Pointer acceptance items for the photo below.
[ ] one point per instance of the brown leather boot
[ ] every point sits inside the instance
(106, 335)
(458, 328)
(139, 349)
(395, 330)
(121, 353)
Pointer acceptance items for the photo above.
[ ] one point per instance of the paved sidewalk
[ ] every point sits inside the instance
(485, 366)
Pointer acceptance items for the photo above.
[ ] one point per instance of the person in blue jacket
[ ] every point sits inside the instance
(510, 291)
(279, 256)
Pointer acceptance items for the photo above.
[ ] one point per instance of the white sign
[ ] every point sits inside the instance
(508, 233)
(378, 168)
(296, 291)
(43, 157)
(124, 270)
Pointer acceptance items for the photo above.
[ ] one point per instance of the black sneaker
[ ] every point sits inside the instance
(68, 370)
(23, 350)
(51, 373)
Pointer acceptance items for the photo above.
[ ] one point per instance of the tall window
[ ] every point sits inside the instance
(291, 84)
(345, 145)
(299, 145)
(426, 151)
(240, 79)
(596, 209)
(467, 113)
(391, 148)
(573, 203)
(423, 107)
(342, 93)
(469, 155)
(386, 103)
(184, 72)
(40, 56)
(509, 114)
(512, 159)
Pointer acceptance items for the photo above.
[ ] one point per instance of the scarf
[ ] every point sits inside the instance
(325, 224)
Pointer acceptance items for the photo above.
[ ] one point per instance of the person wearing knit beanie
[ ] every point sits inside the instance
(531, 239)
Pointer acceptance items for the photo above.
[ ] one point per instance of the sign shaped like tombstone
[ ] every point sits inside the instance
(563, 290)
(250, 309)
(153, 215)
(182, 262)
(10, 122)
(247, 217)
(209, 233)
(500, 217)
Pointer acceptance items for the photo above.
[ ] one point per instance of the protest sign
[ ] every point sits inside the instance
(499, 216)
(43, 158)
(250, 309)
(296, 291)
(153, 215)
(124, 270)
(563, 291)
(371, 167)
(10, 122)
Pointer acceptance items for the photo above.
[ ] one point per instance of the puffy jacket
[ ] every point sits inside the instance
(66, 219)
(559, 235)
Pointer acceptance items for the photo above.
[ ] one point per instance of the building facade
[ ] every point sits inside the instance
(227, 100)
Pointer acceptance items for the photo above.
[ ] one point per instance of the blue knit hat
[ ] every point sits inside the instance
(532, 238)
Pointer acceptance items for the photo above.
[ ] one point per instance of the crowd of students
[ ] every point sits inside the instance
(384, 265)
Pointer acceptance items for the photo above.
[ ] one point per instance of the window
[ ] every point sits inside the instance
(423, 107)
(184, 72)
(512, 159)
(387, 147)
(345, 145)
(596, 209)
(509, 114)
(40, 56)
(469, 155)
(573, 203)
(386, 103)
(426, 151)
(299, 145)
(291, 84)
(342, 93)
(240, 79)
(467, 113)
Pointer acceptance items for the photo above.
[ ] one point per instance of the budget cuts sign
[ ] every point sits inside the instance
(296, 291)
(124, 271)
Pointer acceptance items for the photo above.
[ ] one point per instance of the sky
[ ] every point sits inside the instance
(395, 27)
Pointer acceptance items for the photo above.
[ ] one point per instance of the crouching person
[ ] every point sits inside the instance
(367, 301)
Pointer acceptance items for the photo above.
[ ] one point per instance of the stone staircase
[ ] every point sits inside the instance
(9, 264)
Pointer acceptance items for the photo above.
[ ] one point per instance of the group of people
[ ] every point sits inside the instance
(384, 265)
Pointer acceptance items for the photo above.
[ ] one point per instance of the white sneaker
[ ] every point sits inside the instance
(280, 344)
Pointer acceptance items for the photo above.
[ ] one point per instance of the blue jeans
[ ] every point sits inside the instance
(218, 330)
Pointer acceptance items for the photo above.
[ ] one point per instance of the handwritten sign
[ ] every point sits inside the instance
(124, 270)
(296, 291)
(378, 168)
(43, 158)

#####

PROMPT:
Extract the full listing and reproduce each line exactly.

COMPLETE RESPONSE:
Pointer acceptance items for the photo below.
[ ] one point per instance of the brown leather boot
[ ] every point sits inside the instance
(106, 335)
(458, 328)
(139, 349)
(395, 330)
(121, 353)
Pointer acceptance items for the photo above.
[ ] one point per instance of the paved sidewalk
[ ] every point sits inside the instance
(485, 366)
Pointer acceptance items for the photo above.
[ ] one point per instance of the person in blue jacket
[ ] every point sits inside the instance
(510, 291)
(279, 256)
Pointer acceptance items for the photo above.
[ ] one point per instance of the white sign
[ ] every point sits inside the instance
(508, 233)
(378, 168)
(296, 291)
(43, 157)
(124, 270)
Pointer acceptance items for the photo above.
[ ] one point per instance of the black sneaker
[ ] every point sits inside the instance
(68, 370)
(23, 350)
(51, 373)
Pointer acceptance items for the photo above.
[ ] one point per instance of the tall window
[ ] every point sits inside the instance
(291, 84)
(345, 145)
(299, 145)
(426, 151)
(240, 79)
(596, 209)
(467, 113)
(391, 148)
(573, 203)
(423, 107)
(342, 93)
(469, 155)
(386, 103)
(184, 72)
(40, 56)
(509, 114)
(512, 159)
Pointer acceptance items for the photo above.
[ ] one point per instance of the scarf
[ ] every point sits inside the instance
(325, 224)
Pointer acceptance items for the photo above.
[ ] one point per instance of the person wearing knit beanie
[ ] every point sits inside the instance
(531, 239)
Pointer acceptance items for the photo above.
[ ] one point per instance of the sign shaped like tombstone
[ ] every point sits inside the instance
(563, 290)
(250, 309)
(153, 215)
(182, 262)
(10, 122)
(247, 217)
(209, 233)
(500, 217)
Pointer acceptance items for the photo above.
[ ] one point per instance of the protest sign
[ ] every point sits inside the instance
(499, 216)
(43, 158)
(250, 309)
(296, 291)
(153, 215)
(124, 270)
(563, 291)
(371, 167)
(10, 122)
Pointer acceptance items for the photo above.
[ ] one point per instance of the puffy jacket
[ ] every point sits inside the instance
(66, 219)
(559, 235)
Pointer acceptance items for the photo above.
[ ] one point per instance of the building facade
[ ] every point sits inside the instance
(227, 100)
Pointer acceptance items for the photo above.
[ ] one point per instance of the blue knit hat
[ ] every point sits inside the instance
(532, 238)
Pointer acceptance items for the photo above.
[ ] one point per instance of the crowd of students
[ ] every point sits inside the instance
(384, 265)
Pointer acceptance items for the photo above.
[ ] one point per instance of the window
[ ] every point sits inside the instance
(423, 107)
(184, 72)
(512, 159)
(387, 147)
(345, 145)
(596, 209)
(509, 114)
(40, 56)
(469, 155)
(573, 203)
(386, 103)
(426, 151)
(299, 145)
(291, 84)
(342, 93)
(240, 79)
(467, 113)
Pointer acceptance items for the photo above.
[ ] one point per instance of the budget cuts sign
[ ] every point sits inside the instance
(296, 291)
(124, 271)
Pointer acceptance items for the photo above.
[ ] one point per instance of the sky
[ ] every point sits inside the instance
(395, 27)
Pointer acceptance items for the photo above.
[ ] one point per instance of the crouching person
[ ] every point sits inside the instance
(367, 301)
Pointer acceptance items for the photo above.
[ ] one point per instance of the stone staircase
[ ] every point sits inside the instance
(9, 264)
Pointer acceptance items for the photo above.
[ ] one point per instance of the group of people
[ ] every point sits inside the instance
(384, 265)
Pointer acceptance items for the photo above.
[ ] one point per instance of the white sneaker
[ ] every point sits inside the instance
(280, 344)
Pointer acceptance items for the photo above.
[ ] one point per instance of the blue jeans
[ ] every point sits inside the instance
(218, 330)
Pointer acceptance items for the photo above.
[ ] one point per instance of the handwritten sign
[ ] every point sits inside the instance
(124, 270)
(296, 291)
(378, 168)
(43, 158)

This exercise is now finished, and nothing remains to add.